(ENTRIES SUPPLIED)
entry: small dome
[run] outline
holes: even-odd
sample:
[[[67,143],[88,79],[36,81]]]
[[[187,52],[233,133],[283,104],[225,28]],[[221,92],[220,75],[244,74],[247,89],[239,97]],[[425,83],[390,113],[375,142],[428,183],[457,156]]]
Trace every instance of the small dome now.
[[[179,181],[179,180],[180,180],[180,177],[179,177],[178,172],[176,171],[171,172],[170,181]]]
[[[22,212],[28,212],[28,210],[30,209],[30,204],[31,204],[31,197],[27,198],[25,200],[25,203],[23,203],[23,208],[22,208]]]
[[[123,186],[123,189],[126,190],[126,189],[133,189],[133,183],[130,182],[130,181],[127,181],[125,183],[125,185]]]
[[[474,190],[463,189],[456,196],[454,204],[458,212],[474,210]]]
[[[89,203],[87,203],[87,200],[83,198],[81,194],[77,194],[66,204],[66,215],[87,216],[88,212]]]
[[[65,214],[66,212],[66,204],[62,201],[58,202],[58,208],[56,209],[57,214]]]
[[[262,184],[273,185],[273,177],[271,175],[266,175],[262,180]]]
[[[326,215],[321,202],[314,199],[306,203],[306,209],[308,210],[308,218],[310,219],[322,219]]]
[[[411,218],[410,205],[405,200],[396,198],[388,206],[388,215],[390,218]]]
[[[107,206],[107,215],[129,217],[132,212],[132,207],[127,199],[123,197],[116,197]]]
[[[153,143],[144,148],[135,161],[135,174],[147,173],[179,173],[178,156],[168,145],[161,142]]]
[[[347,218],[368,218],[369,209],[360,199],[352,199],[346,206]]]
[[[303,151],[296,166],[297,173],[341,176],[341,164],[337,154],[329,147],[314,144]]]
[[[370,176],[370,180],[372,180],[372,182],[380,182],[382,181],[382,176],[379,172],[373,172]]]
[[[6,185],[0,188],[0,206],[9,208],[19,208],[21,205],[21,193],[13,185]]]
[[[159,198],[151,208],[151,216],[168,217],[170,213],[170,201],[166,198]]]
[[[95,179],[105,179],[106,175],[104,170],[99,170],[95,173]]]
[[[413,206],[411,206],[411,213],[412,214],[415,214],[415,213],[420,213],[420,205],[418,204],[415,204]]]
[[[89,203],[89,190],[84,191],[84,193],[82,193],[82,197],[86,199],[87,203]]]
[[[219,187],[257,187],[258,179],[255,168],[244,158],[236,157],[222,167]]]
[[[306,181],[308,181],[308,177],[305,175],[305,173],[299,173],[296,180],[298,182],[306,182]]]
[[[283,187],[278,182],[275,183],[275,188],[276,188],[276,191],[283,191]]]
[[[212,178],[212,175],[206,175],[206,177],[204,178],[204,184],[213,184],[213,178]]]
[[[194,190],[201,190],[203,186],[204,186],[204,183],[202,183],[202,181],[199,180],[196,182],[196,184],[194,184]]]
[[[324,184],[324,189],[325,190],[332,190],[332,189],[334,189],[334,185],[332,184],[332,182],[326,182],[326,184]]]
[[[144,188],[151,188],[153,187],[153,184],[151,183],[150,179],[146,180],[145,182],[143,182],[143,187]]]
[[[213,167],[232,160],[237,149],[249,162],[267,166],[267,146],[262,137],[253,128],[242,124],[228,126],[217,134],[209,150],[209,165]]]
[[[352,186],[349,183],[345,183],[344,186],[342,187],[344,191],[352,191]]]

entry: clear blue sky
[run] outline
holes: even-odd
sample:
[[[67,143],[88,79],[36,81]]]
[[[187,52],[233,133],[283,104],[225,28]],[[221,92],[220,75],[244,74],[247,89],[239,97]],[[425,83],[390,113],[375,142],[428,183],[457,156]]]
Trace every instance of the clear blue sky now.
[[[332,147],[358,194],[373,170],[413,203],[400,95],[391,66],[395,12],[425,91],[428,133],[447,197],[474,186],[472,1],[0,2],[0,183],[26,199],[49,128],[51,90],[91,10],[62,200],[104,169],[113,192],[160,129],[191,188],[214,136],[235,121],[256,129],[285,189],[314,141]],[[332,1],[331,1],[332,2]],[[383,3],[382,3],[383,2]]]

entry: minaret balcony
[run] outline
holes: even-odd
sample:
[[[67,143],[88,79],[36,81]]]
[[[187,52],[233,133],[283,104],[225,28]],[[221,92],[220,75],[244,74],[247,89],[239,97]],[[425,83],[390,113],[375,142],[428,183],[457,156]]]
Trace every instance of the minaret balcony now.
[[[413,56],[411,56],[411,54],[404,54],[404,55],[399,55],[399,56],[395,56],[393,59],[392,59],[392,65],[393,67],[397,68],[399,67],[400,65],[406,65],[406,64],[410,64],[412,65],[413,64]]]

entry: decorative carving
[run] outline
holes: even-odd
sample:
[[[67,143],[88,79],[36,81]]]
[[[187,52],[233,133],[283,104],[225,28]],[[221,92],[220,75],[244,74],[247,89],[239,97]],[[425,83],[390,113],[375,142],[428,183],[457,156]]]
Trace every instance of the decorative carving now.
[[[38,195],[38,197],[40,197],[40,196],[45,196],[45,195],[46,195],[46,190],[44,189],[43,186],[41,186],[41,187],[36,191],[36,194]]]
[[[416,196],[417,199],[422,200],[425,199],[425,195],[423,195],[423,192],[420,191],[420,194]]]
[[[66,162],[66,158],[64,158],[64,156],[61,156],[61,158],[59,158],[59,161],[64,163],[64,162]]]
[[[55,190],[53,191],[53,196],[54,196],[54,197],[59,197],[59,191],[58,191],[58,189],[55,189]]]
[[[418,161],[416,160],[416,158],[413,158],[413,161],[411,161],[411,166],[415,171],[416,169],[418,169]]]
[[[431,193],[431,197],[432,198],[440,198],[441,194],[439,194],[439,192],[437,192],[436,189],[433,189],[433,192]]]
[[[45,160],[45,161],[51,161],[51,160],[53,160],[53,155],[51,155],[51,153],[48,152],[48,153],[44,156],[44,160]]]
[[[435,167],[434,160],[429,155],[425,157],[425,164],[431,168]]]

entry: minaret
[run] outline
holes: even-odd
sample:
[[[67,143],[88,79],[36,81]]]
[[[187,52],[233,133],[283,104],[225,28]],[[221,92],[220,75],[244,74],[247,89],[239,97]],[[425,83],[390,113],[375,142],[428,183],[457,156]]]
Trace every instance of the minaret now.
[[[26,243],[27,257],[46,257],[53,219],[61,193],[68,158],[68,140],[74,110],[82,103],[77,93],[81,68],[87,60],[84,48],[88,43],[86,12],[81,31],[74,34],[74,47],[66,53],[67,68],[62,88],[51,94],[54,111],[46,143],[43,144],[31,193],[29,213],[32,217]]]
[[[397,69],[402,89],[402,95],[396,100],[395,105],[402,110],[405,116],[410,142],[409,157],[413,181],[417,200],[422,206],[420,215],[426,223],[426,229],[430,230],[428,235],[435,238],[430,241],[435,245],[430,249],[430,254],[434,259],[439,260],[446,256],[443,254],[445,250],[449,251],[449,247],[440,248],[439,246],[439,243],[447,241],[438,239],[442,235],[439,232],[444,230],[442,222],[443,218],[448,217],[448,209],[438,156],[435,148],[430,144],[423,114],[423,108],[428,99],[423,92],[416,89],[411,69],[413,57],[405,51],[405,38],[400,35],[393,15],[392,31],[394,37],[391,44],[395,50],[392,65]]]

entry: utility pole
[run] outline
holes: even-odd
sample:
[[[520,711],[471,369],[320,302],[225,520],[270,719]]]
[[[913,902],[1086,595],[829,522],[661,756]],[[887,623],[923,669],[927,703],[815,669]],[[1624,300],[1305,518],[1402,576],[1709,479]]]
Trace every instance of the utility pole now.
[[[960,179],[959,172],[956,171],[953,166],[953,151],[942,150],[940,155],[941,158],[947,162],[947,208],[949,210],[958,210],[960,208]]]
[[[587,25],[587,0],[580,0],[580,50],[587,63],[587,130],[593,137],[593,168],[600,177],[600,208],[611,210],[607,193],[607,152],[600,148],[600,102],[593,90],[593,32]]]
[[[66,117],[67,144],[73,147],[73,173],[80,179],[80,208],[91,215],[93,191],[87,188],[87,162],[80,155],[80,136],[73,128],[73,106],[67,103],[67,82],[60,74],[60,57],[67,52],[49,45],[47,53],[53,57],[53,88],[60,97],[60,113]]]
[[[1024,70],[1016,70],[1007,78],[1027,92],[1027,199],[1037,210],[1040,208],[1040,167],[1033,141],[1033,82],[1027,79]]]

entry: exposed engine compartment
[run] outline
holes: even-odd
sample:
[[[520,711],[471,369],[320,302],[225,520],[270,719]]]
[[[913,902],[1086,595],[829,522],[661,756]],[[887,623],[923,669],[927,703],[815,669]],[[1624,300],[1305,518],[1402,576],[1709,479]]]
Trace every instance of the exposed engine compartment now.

(ACTION ITEM) Pull every line containing the word "engine" out of the entries above.

(ANSWER SPACE)
entry: exposed engine compartment
Trace every instance of the exposed engine compartment now.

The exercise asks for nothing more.